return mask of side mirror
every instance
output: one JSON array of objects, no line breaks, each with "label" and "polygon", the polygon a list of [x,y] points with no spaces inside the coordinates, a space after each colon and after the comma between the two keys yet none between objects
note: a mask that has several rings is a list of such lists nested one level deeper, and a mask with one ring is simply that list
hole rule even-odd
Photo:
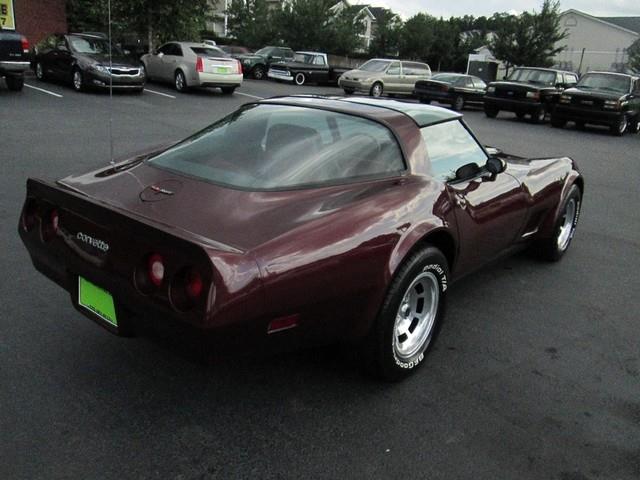
[{"label": "side mirror", "polygon": [[162,52],[157,52],[156,55],[158,56],[158,58],[164,57],[164,53],[162,53]]},{"label": "side mirror", "polygon": [[273,60],[273,55],[268,55],[267,60]]},{"label": "side mirror", "polygon": [[456,180],[466,180],[473,178],[480,173],[480,167],[477,163],[467,163],[456,170]]},{"label": "side mirror", "polygon": [[487,172],[491,175],[498,175],[506,170],[507,164],[504,160],[498,157],[489,157],[485,165]]}]

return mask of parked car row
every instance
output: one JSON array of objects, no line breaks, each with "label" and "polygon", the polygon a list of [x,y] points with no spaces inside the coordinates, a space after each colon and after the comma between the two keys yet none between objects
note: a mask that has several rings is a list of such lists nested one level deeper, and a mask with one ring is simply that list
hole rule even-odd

+-------+

**The problem**
Each line of the material is to be output exactly. Images are not part of the expected output.

**Your solution**
return mask of side mirror
every instance
output: one JSON array of objects, no line breaks, each with "label" and "polygon", the polygon a list of [x,y] points with no spaces inside the coordinates, a space after each colon and after the comma between the two keys yet none between objects
note: a mask that has several rings is a list of such lists nested one level deeper, and a mask with one ring is simply that list
hole rule even-odd
Photo:
[{"label": "side mirror", "polygon": [[162,52],[157,52],[156,55],[158,56],[158,58],[164,57],[164,53],[162,53]]},{"label": "side mirror", "polygon": [[273,60],[273,55],[268,55],[267,60]]},{"label": "side mirror", "polygon": [[456,180],[466,180],[473,178],[480,173],[480,167],[477,163],[467,163],[456,170]]},{"label": "side mirror", "polygon": [[487,172],[491,175],[498,175],[506,170],[507,164],[504,160],[498,157],[489,157],[485,165]]}]

return mask of parked car row
every instance
output: one JSON array of objects, no line breaks, each with "label" and "polygon", the polygon a list of [x,y] points with no spaces inside the coordinates, a space after each colon and after the comma between the two keys yet none between objects
note: a mask that has several rings is a list of such lists nested one level deeper, and a mask with one ring is simply that list
hole rule even-odd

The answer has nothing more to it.